--- Data provided ---
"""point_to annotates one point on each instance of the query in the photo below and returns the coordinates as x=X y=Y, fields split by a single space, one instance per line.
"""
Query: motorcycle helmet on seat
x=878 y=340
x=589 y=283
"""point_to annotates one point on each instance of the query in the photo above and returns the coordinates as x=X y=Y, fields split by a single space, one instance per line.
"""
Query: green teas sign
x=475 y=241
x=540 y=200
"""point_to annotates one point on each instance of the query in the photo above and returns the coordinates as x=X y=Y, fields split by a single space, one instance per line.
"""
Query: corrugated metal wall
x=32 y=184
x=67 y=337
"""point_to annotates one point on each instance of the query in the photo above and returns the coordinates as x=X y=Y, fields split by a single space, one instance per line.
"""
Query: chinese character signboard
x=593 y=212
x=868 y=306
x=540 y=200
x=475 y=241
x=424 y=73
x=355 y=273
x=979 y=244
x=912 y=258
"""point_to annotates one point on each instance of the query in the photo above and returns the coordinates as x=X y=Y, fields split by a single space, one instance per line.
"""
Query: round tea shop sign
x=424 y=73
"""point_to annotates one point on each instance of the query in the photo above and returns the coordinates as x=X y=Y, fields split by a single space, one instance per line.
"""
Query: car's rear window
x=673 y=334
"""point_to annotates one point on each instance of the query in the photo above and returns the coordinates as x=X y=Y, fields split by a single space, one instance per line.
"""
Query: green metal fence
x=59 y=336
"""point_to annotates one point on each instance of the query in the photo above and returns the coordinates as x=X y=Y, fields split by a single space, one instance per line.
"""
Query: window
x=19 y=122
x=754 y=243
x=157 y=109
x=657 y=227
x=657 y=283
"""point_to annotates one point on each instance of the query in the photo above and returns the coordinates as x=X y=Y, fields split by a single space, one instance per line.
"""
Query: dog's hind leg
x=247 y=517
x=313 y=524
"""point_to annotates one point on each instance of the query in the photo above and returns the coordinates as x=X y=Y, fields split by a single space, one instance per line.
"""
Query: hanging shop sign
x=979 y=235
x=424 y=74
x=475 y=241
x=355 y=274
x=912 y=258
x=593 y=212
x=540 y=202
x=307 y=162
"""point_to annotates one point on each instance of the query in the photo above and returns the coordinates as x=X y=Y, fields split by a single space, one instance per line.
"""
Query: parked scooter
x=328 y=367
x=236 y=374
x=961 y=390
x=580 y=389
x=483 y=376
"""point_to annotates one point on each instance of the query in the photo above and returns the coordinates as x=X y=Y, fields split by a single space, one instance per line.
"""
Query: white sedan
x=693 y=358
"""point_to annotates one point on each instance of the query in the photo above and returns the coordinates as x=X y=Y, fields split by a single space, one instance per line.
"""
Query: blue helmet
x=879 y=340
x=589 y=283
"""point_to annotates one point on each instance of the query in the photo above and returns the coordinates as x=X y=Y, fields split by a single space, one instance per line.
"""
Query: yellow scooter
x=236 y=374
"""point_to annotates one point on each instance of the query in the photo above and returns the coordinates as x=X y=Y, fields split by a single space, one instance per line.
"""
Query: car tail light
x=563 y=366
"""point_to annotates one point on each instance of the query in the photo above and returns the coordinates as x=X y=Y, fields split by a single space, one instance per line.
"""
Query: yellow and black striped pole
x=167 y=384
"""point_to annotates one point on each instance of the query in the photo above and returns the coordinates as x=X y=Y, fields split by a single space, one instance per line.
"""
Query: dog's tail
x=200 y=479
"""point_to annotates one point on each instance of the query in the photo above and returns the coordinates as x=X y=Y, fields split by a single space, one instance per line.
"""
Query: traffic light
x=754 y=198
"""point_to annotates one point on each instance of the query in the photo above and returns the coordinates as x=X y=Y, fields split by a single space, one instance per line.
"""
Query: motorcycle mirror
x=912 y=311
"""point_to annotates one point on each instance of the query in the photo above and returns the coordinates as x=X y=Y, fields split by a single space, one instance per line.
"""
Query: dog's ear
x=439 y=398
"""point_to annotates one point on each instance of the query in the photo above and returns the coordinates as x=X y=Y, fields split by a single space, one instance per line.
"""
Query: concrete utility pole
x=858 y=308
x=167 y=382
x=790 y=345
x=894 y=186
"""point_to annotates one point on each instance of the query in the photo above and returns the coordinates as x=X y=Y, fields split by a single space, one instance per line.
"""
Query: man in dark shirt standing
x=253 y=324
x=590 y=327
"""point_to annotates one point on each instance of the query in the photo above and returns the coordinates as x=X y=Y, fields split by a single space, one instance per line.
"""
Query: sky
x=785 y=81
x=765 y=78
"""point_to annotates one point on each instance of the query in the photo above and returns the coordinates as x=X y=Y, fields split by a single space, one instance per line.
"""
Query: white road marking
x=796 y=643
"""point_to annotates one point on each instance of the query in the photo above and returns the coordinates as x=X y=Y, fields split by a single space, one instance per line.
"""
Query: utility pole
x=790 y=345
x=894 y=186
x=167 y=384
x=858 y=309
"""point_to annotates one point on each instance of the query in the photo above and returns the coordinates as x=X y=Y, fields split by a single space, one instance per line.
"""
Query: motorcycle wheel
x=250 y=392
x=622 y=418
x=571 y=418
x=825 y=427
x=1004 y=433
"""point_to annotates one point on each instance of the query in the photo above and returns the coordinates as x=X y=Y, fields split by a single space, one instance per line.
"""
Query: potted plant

--- Exercise objective ---
Each record shown above must be reproduced exactly.

--- Final answer ---
"""point_to annotates one point on each instance of the query in the photo below and returns the coordinates as x=X y=Y, fields split by a single space, one instance per line.
"""
Query: motorcycle helmet on seat
x=878 y=340
x=589 y=283
"""point_to annotates one point on each instance of the query in the photo above and returns the coordinates as x=X y=Y, fields split by a single space, one instance per line.
"""
Query: green teas sign
x=475 y=241
x=540 y=200
"""point_to annotates one point on each instance of the query in the photo above and returns the coordinates as x=X y=Y, fields split by a single space, one instance per line.
"""
Query: corrugated metal wall
x=32 y=184
x=67 y=337
"""point_to annotates one point on each instance of the query in the photo above and returns the coordinates as x=X y=Y, fields split by a single space, one instance per line.
"""
Query: chinese character signboard
x=593 y=212
x=868 y=306
x=540 y=200
x=475 y=241
x=424 y=73
x=355 y=273
x=979 y=244
x=912 y=258
"""point_to annotates one point on each instance of the query in the photo above and returns the coordinates as x=X y=Y, fields split by a single space, one instance per line.
"""
Query: round tea shop sign
x=424 y=73
"""point_to annotates one point on each instance of the query in the photo above and returns the coordinates as x=X y=Y, fields split by a single space, one instance per line.
"""
Query: car's rear window
x=673 y=334
"""point_to annotates one point on each instance of the query in the photo above and returns the coordinates as x=X y=Y, fields split by a single space, one instance per line.
"""
Query: green metal fence
x=59 y=336
"""point_to annotates one point on each instance of the query in the photo above and returns the coordinates as x=X y=Y, fields split by a single space, one instance per line.
"""
Query: window
x=19 y=122
x=754 y=243
x=157 y=109
x=657 y=227
x=657 y=283
"""point_to annotates one point on each instance of the query in the photo above and returns the coordinates as x=X y=Y, fields split by a single space, one instance per line.
"""
Query: dog's hind leg
x=247 y=517
x=313 y=524
"""point_to annotates one point on each instance of the query in the photo above and returns the coordinates as x=X y=Y, fields split by a single space, one instance per line.
"""
Query: hanging shop sign
x=979 y=235
x=424 y=74
x=475 y=241
x=355 y=274
x=912 y=258
x=593 y=212
x=540 y=202
x=307 y=162
"""point_to annotates one point on each instance of the query in the photo above and returns the coordinates as x=X y=Y, fields split by a single space, one instance per line.
"""
Query: parked scooter
x=328 y=367
x=236 y=374
x=961 y=390
x=580 y=389
x=483 y=376
"""point_to annotates one point on each instance of the query in the photo above and returns the coordinates as x=X y=Y, fields split by a single space, one instance per line.
"""
Query: white sedan
x=693 y=358
"""point_to annotates one point on each instance of the query in the photo above and returns the coordinates as x=X y=Y, fields split by a single space, one instance per line.
"""
Query: blue helmet
x=879 y=340
x=589 y=283
"""point_to annotates one point on each instance of the query in the photo above and returns the coordinates as x=X y=Y, fields split by a single space, one instance per line.
"""
Query: yellow scooter
x=236 y=374
"""point_to annotates one point on each instance of the query in the photo above and returns the coordinates as x=X y=Y, fields split by a single space, one instance per line.
"""
Query: car tail light
x=563 y=366
"""point_to annotates one point on each instance of the query in the photo above and returns the coordinates as x=X y=Y, fields split by a single space, one instance per line.
"""
Query: yellow and black striped pole
x=167 y=384
"""point_to annotates one point on each instance of the query in the photo above and returns the coordinates as x=X y=Y, fields split by a single space, one instance per line.
"""
Query: dog's tail
x=200 y=479
"""point_to annotates one point on each instance of the query in the photo above and returns the coordinates as x=X y=Y, fields split by a single space, one instance per line.
"""
Query: traffic light
x=754 y=198
"""point_to annotates one point on each instance of the query in the photo above and returns the coordinates as x=X y=Y, fields split by a single space, one instance per line.
"""
Query: motorcycle mirror
x=912 y=311
"""point_to annotates one point on each instance of the query in the photo above and returns the coordinates as x=X y=Y, fields split by a single space, one instance per line.
"""
Query: dog's ear
x=439 y=398
"""point_to annotates one point on each instance of the query in the photo above and returns the coordinates as x=X y=Y, fields split by a single space, one instance per line.
"""
Query: concrete utility pole
x=858 y=308
x=167 y=382
x=790 y=345
x=894 y=186
"""point_to annotates one point on each instance of the query in the photo above and returns the coordinates as x=X y=Y, fields split by a single space, one instance per line.
"""
Query: man in dark shirt standing
x=253 y=324
x=590 y=327
"""point_to annotates one point on each instance of the query in the photo above and returns the coordinates as x=X y=Y, fields split by a single space, one instance per line.
"""
Query: sky
x=785 y=81
x=765 y=78
"""point_to annotates one point on each instance of the query in the photo above and returns the coordinates as x=X y=Y, fields split by a single space, one instance per line.
"""
Query: white road marking
x=796 y=643
"""point_to annotates one point on each instance of the query in the photo above and returns the coordinates as x=X y=Y, fields split by a single space, one instance per line.
"""
Query: utility pole
x=790 y=345
x=894 y=186
x=167 y=384
x=858 y=309
"""point_to annotates one point on each instance of the query in the photo above and returns the coordinates as x=X y=Y, fields split by a single space, one instance per line.
"""
Query: motorcycle wheel
x=250 y=392
x=622 y=418
x=571 y=418
x=825 y=427
x=1004 y=433
"""point_to annotates one point on each instance of the query in the photo above and returns the coordinates as x=X y=Y, fields split by a single space, one instance per line.
"""
Query: potted plant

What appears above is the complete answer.